Collected data.
* Begin *
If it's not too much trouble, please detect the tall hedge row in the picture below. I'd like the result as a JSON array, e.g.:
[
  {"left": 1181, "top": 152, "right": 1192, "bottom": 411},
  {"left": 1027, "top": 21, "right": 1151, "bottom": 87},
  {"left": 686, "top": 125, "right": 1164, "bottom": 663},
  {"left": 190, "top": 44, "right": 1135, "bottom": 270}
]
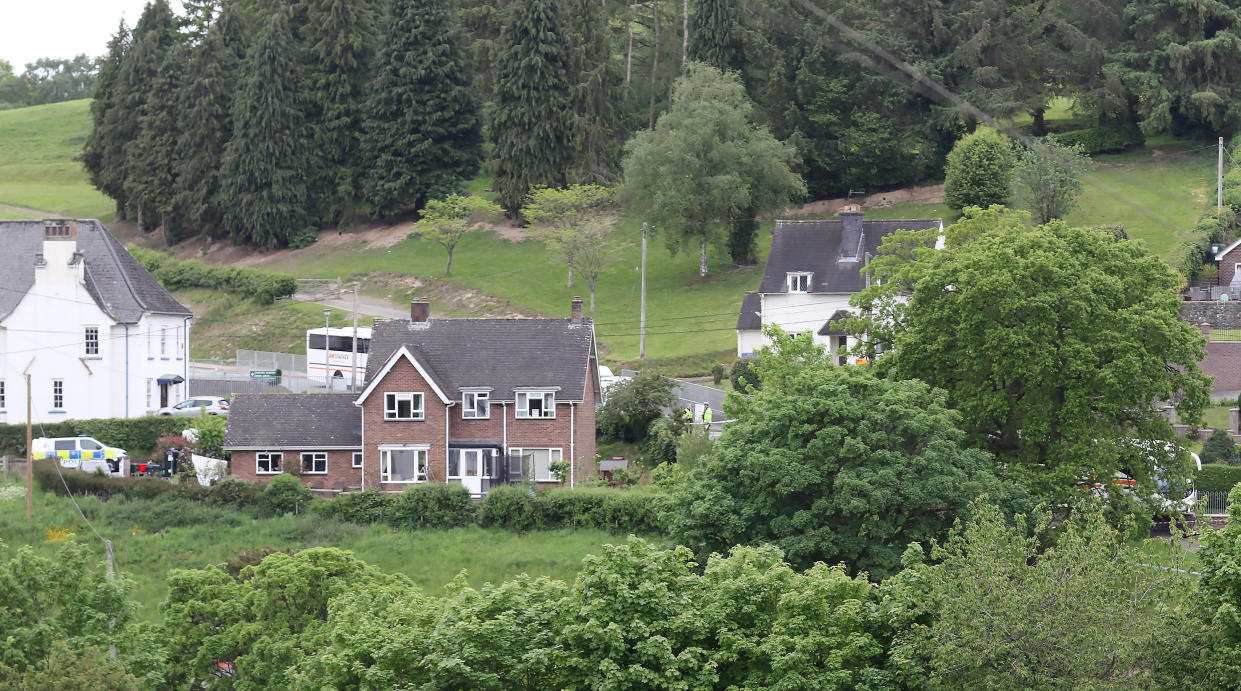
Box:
[
  {"left": 129, "top": 247, "right": 297, "bottom": 304},
  {"left": 0, "top": 416, "right": 194, "bottom": 458}
]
* End *
REQUIREMENTS.
Write out every one of the lines above word for word, leaving out the pictures.

SOLUTION.
If it's not too much trouble, please detect the tall hedge row in the picture below. I'd like the result as a JSON array, e.g.:
[
  {"left": 1181, "top": 152, "right": 1192, "bottom": 411},
  {"left": 1027, "top": 21, "right": 1151, "bottom": 87},
  {"left": 686, "top": 125, "right": 1164, "bottom": 663},
  {"left": 190, "top": 44, "right": 1135, "bottom": 270}
]
Box:
[
  {"left": 129, "top": 247, "right": 297, "bottom": 304},
  {"left": 0, "top": 416, "right": 194, "bottom": 458}
]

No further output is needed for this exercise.